### [Exercise prompt]
Could you copy out word for word the stretch of entries below, from the line containing "Please tag every instance of the distant" through the end of the entries, leaving the pictures out?

● ● ● ● ●

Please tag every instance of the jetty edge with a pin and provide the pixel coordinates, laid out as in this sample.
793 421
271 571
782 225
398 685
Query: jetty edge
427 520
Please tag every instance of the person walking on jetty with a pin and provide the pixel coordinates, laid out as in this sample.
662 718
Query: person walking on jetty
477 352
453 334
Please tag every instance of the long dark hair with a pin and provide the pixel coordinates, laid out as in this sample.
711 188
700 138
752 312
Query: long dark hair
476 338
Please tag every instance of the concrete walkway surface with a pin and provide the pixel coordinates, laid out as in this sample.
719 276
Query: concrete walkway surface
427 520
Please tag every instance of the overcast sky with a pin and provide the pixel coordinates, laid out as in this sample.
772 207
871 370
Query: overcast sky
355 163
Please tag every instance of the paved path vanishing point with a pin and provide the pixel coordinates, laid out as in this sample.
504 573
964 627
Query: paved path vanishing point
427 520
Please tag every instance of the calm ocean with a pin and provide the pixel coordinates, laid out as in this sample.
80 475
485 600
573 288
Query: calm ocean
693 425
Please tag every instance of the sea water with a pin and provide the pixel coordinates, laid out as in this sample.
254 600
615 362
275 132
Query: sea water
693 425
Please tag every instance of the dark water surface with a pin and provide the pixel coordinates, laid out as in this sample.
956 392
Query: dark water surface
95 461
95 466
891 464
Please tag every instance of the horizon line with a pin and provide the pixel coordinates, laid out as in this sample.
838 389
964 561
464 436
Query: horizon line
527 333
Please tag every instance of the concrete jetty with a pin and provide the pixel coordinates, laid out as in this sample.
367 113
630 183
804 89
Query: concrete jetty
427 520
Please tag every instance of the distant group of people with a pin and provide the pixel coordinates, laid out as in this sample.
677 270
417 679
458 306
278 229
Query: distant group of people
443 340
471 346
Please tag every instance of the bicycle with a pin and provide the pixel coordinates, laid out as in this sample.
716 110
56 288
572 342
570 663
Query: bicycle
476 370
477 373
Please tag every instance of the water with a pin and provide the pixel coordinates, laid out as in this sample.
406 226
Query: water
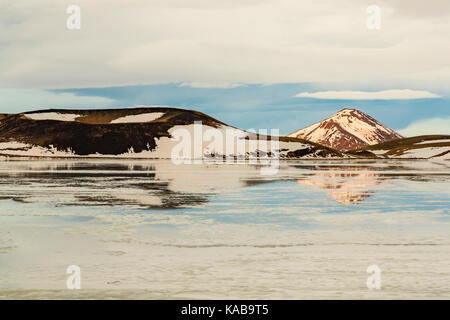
155 230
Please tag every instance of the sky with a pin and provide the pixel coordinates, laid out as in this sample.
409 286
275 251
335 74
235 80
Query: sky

● ● ● ● ●

### [Output for this exercise]
Please tag every instance of the distant group of people with a pin and provide the pixel coordinates, laid out as in this sample.
677 270
417 679
458 306
278 229
Query: distant group of people
443 340
471 346
Please tag every instance of the bicycle with a pin and provide the pixel coordinates, laid out as in this sample.
716 110
56 288
572 342
570 663
Query: bicycle
476 370
477 373
Please tag every instance of the water with a pin and provide the pixel coordinates, laid out as in this sample.
406 226
Query: water
155 230
Please tag every instance of the sky with a pin and provide the pixel coordinates, laid out as in this sample.
409 286
275 251
335 74
235 80
Query: sky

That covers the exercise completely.